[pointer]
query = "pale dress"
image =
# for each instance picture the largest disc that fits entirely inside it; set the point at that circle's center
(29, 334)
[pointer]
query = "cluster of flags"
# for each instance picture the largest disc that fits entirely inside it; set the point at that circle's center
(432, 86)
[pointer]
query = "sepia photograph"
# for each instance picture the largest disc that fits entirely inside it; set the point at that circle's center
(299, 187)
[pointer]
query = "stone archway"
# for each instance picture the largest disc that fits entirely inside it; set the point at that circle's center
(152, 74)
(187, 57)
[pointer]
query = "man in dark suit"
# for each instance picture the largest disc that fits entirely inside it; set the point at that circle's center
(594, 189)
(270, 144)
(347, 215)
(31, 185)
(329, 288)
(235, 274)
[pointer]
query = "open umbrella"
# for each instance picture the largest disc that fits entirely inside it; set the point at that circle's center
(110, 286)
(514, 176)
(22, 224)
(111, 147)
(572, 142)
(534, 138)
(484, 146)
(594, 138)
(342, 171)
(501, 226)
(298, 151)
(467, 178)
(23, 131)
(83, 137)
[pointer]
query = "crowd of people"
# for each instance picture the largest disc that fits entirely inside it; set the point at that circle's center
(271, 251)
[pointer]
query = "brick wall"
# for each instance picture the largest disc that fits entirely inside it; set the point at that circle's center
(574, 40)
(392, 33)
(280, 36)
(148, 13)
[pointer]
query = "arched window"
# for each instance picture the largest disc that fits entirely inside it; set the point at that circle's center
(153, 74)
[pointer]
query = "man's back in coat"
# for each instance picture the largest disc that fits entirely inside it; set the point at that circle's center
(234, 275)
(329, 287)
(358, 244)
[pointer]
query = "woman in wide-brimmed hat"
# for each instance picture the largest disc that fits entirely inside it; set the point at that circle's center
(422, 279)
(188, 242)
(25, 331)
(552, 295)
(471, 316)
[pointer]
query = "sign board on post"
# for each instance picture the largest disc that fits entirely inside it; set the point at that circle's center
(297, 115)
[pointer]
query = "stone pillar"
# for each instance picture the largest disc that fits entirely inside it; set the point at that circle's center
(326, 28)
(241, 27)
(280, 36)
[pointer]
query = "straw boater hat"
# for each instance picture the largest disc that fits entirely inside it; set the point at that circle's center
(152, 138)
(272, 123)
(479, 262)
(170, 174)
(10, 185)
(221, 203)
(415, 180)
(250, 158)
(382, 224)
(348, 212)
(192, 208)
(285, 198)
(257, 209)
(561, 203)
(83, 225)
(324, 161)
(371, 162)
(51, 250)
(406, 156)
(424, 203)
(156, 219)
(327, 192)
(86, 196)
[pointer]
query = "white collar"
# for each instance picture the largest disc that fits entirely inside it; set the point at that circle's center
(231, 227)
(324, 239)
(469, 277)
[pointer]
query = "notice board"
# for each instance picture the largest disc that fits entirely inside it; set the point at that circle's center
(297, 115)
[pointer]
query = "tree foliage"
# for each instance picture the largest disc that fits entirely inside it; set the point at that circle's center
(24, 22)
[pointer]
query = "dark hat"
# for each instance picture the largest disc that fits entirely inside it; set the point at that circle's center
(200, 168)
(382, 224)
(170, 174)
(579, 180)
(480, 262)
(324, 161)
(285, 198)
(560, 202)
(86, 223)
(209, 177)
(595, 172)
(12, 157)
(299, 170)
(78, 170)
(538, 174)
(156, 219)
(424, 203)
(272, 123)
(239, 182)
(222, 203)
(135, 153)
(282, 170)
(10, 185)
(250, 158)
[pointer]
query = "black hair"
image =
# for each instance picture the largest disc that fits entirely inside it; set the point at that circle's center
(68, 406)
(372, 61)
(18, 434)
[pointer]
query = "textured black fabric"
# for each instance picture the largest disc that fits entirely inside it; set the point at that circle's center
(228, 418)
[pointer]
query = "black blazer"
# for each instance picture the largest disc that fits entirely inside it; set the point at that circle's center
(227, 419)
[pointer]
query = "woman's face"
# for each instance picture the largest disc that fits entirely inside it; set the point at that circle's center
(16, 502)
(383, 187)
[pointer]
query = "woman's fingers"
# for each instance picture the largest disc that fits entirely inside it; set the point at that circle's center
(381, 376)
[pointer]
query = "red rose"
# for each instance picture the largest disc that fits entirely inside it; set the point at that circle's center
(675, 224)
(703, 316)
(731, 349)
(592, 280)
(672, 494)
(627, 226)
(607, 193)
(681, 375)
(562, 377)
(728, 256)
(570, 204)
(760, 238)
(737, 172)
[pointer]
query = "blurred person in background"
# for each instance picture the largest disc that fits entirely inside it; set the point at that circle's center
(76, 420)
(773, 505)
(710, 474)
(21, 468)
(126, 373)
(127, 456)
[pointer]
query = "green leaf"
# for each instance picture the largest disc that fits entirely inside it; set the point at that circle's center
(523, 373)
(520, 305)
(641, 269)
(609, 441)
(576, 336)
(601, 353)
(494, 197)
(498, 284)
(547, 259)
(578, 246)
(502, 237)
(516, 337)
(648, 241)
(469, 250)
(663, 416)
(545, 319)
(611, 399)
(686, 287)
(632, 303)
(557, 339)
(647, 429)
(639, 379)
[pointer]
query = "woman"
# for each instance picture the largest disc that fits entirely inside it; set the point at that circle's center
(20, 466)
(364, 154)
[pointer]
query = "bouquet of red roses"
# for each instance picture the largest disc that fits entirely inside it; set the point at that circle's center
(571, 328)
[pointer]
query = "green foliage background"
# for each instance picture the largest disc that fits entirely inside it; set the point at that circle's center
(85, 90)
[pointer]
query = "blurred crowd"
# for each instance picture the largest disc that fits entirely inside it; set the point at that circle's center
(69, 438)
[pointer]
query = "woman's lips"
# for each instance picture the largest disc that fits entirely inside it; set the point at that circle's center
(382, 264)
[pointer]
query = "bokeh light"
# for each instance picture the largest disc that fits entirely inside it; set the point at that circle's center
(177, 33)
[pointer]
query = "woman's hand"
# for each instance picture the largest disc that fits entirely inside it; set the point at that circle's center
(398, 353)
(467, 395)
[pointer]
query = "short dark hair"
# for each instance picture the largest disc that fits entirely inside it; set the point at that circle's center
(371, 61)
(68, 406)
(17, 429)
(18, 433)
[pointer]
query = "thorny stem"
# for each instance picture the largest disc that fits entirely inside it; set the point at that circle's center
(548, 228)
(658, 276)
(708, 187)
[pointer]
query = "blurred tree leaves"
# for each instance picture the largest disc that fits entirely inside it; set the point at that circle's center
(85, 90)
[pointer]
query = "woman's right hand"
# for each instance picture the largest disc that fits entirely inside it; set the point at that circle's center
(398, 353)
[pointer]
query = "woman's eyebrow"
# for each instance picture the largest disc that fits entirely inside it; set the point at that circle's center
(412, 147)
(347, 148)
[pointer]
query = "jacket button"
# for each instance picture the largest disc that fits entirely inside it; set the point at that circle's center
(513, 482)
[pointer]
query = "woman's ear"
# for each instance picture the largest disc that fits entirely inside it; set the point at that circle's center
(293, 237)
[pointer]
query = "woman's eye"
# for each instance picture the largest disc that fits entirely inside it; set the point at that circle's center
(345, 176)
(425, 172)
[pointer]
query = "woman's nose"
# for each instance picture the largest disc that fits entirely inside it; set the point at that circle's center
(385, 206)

+===+

[What the task asks] The entries above must each be repeated exactly.

[Expected output]
[pointer]
query = "pale dress"
image =
# for each instance picture the largest disc that fits entirely inside it; set the point at that circle's center
(29, 334)
[pointer]
query = "cluster of flags"
# for each instance picture the largest disc that fits entirely inside it; set the point at that circle's center
(432, 86)
[pointer]
query = "sepia photograph"
# for each instance picture the largest disc that fits entirely inside it; set the point at that circle's center
(299, 187)
[pointer]
query = "stone archway"
# for each instance picture the largest disc that fits entirely inside it; set the point at that circle's center
(152, 74)
(187, 57)
[pointer]
query = "man in dark suit"
# for each instance picture the largest disc that fits entirely inside it; set the point at that circle's center
(594, 189)
(270, 144)
(347, 215)
(31, 185)
(329, 288)
(235, 274)
[pointer]
query = "open umbrella"
# for each instance picture the largest disc that fits entirely inside it; set the point at that circle's center
(110, 286)
(514, 176)
(22, 224)
(111, 147)
(572, 142)
(534, 138)
(484, 146)
(594, 138)
(342, 171)
(501, 226)
(298, 151)
(467, 178)
(23, 131)
(83, 137)
[pointer]
query = "crowd of people"
# for each instance picture the largest disc that fits entirely inside it; set the point at that circle's center
(271, 251)
[pointer]
query = "brick wall"
# for each instance picture the largest disc that fits entirely inside it; set the point at that circle's center
(574, 40)
(392, 33)
(280, 36)
(148, 13)
[pointer]
query = "arched window"
# for each instance picture the largest disc that fits entirely inside it; set the point at that circle's center
(153, 74)
[pointer]
query = "man's back in coat"
# for each instance picture the largest disc that fits entirely inside it; set the point at that circle's center
(234, 275)
(329, 287)
(358, 244)
[pointer]
query = "woman in wide-brimmed hat"
# for each instance picture the largest disc that fits entirely inside it; set the point at that circle's center
(422, 279)
(188, 242)
(25, 331)
(552, 295)
(471, 316)
[pointer]
query = "sign board on post"
# for each instance picture the largest disc that fits entirely inside it; set the point at that circle's center
(297, 115)
[pointer]
query = "stone pillar"
# for each instance picture the largest disc that fits entirely inside it; set the point at that circle's center
(326, 28)
(241, 27)
(280, 36)
[pointer]
query = "straw boater hat"
# for each instance picture the largest disc that fits entirely inside it; set the point at that circle's center
(152, 138)
(272, 123)
(479, 262)
(170, 174)
(10, 185)
(221, 203)
(415, 180)
(250, 158)
(382, 224)
(348, 212)
(192, 208)
(285, 198)
(257, 209)
(561, 203)
(83, 225)
(324, 161)
(371, 162)
(51, 250)
(406, 156)
(424, 203)
(156, 219)
(327, 192)
(86, 196)
[pointer]
query = "white collar"
# for each instance picture the largest disc that fits entirely inside it; set the point at that circle's center
(231, 227)
(324, 239)
(469, 277)
[pointer]
query = "notice board"
# for each instance picture the largest disc that fits entirely inside it; set the point at that circle's center
(297, 115)
[pointer]
query = "tree foliage"
# for each instance picture the largest disc that fits entirely inside it; set the point at that circle's center
(24, 22)
[pointer]
query = "dark hat"
# for each instance picture the largest disc that fits entirely inside it; set the point at that circle's center
(200, 168)
(382, 224)
(170, 174)
(579, 180)
(480, 262)
(324, 161)
(285, 198)
(560, 202)
(86, 223)
(209, 177)
(595, 172)
(12, 157)
(299, 170)
(78, 170)
(538, 174)
(156, 219)
(424, 203)
(272, 123)
(239, 182)
(222, 203)
(135, 153)
(282, 170)
(10, 185)
(250, 158)
[pointer]
query = "black hair"
image =
# for each instance picture the largest disc that fits entirely inside it; set the point at that circle's center
(68, 406)
(372, 61)
(18, 434)
[pointer]
query = "textured black fabric"
# for each instance picture the largest disc that fits entirely inside it; set the point at that circle's center
(228, 418)
[pointer]
query = "black blazer"
# for each instance picture the largest disc that fits entirely inside it; set the point at that circle's center
(227, 419)
[pointer]
query = "woman's face"
# for each instance picture the largest disc that fits entirely inside it; set the point at that circle's center
(16, 502)
(383, 187)
[pointer]
query = "woman's fingers"
# for each instance picture the largest disc that fits entirely inside it; set the point at that circle's center
(381, 376)
[pointer]
query = "red rose"
# for each instance picture the largest disc that fits entirely inside it; set the point at that circle's center
(675, 224)
(703, 316)
(731, 349)
(592, 280)
(672, 494)
(627, 226)
(607, 193)
(681, 375)
(562, 377)
(728, 256)
(570, 204)
(760, 238)
(737, 172)
[pointer]
query = "blurred person in background"
# for each instance picture the largest disc that fits entirely inside it; set the point at that circle's center
(76, 420)
(773, 505)
(710, 474)
(21, 468)
(126, 373)
(127, 456)
[pointer]
query = "green leaf"
# for each instance picture the largest disc that fits entirely inside it; set the point at that circle's center
(523, 373)
(520, 305)
(641, 269)
(609, 441)
(576, 336)
(601, 353)
(494, 197)
(498, 284)
(547, 259)
(578, 246)
(502, 237)
(516, 337)
(648, 241)
(469, 250)
(663, 416)
(545, 319)
(611, 399)
(686, 287)
(632, 303)
(557, 339)
(647, 429)
(639, 379)
[pointer]
query = "woman"
# for each instance picture the largest disc that fits entirely inside it; set the point at that circle's center
(20, 466)
(364, 154)
[pointer]
query = "bouquet of red roses"
# for each instance picture the largest disc that fits entirely inside it; set the point at that circle's center
(571, 328)
[pointer]
query = "green foliage background"
# for each instance picture the largest disc that fits entirely inside it; set the point at that circle's center
(85, 90)
[pointer]
query = "blurred crowd"
# for each instance picture the largest disc that fits entirely inside it; set the point at that circle's center
(69, 438)
[pointer]
query = "woman's lips"
# for each instance picture the largest disc that fits entirely inside it; set the point at that circle's center
(382, 264)
[pointer]
query = "bokeh light"
# for each instance picture the largest disc that fits entirely inside it; set the point at that circle's center
(177, 33)
[pointer]
query = "woman's hand"
# for each instance picture the largest disc that fits entirely inside it; set the point at that circle's center
(398, 353)
(467, 395)
[pointer]
query = "short dark hair"
# for each instance picture the largest disc that fits entirely inside it; set the point at that circle's center
(371, 61)
(68, 406)
(17, 429)
(18, 433)
[pointer]
query = "thorny stem"
# for each instance picture the largest disc that fits entirely inside it; set the point at that circle's center
(548, 228)
(658, 276)
(708, 187)
[pointer]
query = "blurred tree leaves"
# for each instance picture the largest disc that fits entirely inside it; set the point at that circle's center
(85, 90)
[pointer]
query = "woman's right hand"
# for each instance picture the largest disc that fits entirely inside it; set the point at that circle's center
(398, 353)
[pointer]
query = "woman's eyebrow"
# for each instance picture the largest disc that fits entirely inside it; set the point at that circle's center
(412, 147)
(347, 148)
[pointer]
query = "jacket button"
# for each instance picture the largest disc that fits entirely inside it; set the point at that circle's center
(513, 482)
[pointer]
query = "woman's ear"
# for each instance picture the largest disc that fits entirely inside it; set the point at that circle's center
(293, 237)
[pointer]
query = "woman's eye"
# for each instance picture the largest disc that fits entirely inside it; set the point at that circle's center
(345, 176)
(425, 172)
[pointer]
query = "woman's nose"
# for each instance picture the largest disc that fits entirely inside it; set the point at that circle's center
(385, 206)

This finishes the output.